Written tasks
1: Write out the section of the driver drowsiness detection passage that begins at the words "In [15], a survey" and stops after "in real time.".
2: Write what comes next in the driver drowsiness detection passage, continuing after its last sentence.

This study suggests a deep-neural-network-based approach called the deep driver drowsiness detector (4D) for detecting driver sleepiness. The methods used previously were often based on the blinking rate and on open and closed eyes. The proposed technique uses features that are learned by using convolutional neural networks to capture numerous facial traits and other nonlinear characteristics. A sigmoid classifier is used to determine whether the driver is sleepy. This technology is used to provide a warning with a sound alarm to prevent road accidents in the case of tiredness or inattention. Future intelligent vehicles built to detect driver drowsiness and analyze driver weariness may use autonomous technologies to help prevent accidents brought on by driver fatigue. The proposed deep networks acquire the necessary features for the job and then forecast whether or not the driver is tired. Three deep neural networks—VGG16 [14], VGG19, and a customized model (4D)—make up the network. We retrieved the image dataset from Kaggle, which included pictures of people’s faces in various situations, including those with their eyes closed and eyes open, with some wearing glasses or with hair in front of their faces, etc. The contributions of this research are:

• A convolutional-neural-network-based novel classification model was developed for drowsiness detection on the basis of eye state.
• The results show that the model is capable of classifying eyes as either open or closed.
• A class activation map (CAM) for the proposed model is shown to visualize the learning area of the images that is used to make predictions.

The remainder of this paper is organized as follows. A literature review on solutions for driver sleepiness detection is provided in Section 2. The proposed algorithm and methodology based on CNNs are discussed in Section 3. The experimental results in Section 4 provide information about the supplied model’s precision and effectiveness and about comparisons. The real-time detection implementation using a webcam technique is also discussed in this section. Finally, conclusions and future research directions are offered in Section 5.

2. Related Work

The literature focuses on the issue raised here, and research into related advancements was our primary focus for this literature review. Therefore, our main focus was on three drowsiness detection methods: physiology-, behavior-, and transportation-based indicators. In this research, we suggest a system for detecting drowsiness, training the system/model, and eventually delivering optimal outcomes. Given that it was more exaggerated towards drowsy qualities, it produced accurate and satisfactory outcomes. By concentrating on characteristics such as excessive eye blinking and prolonged eye closure, among others, it was possible to make more accurate forecasts and findings.

In [15], a survey on drowsiness techniques was undertaken. It included a comparison of each of the three measures. It combined the features of EEG and ECG and then investigated the performance by using a support vector machine classifier. The merits and cons of each of these strategies were thoroughly examined. The accuracy of different measurements should be merged into a hybrid system in order to produce an effective sleepiness detection system. We did not think of developing a hybrid model because it was not used in real time.

Data
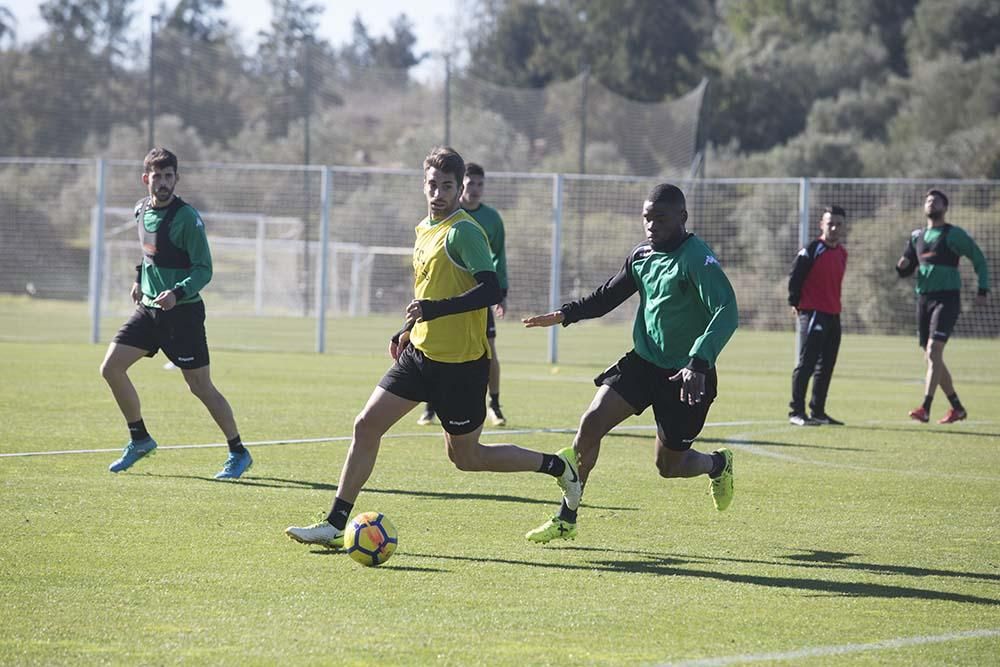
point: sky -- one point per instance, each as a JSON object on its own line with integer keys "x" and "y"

Responses for each task
1:
In [15], a survey on drowsiness techniques was undertaken. It included a comparison of each of the three measures. It combined the features of EEG and ECG and then investigated the performance by using a support vector machine classifier. The merits and cons of each of these strategies were thoroughly examined. The accuracy of different measurements should be merged into a hybrid system in order to produce an effective sleepiness detection system. We did not think of developing a hybrid model because it was not used in real time.

2:
The authors of [16] created an experiment to determine tiredness in an attempt to address the problem. They used a Raspberry Pi camera and Raspberry Pi 3 module to estimate drivers’ levels of tiredness. The regularity of head tilting and eye movement was recorded. The accuracy was estimated to be up to 99.59% in a test on ten subjects. The classifier that it utilized, the Haar cascade, is ineffective for large datasets because it has a high calculation speed and it is rotation-invariant. However, this algorithm is costly and ineffective in scaling and lighting detection.

Maneesha V. Ramesh, Aswathy K. Nair, and Abhishek Kunnath [17] recommended using a multiplexed sensor system in real time with the goal of creating a wireless network of sensors with intelligence to track and identify the real-time sleepiness of the driver. It was made up of several intrusive sensors that repeatedly tracked the person’s physiological characteristics and broadcast a first-level warning to both the operator and the occupant. Because this tactic is intrusive and our primary objective is to work on behavioral measures, we opted against utilizing it.

Advanced artificial-intelligence-based methods were utilized in [18] by Challa Yashwanth and Jyoti Singh Kirar. They employed yawning, eye closure, and the distance between the mouth and eyes. Although the presented classifiers were capable of producing reasonable results, there is still room for improvement in their efficiency. The system is difficult to construct and keep up, and training takes much time. By conducting research on further datasets, a drowsiness detection classifier that is more reliable can still be enhanced.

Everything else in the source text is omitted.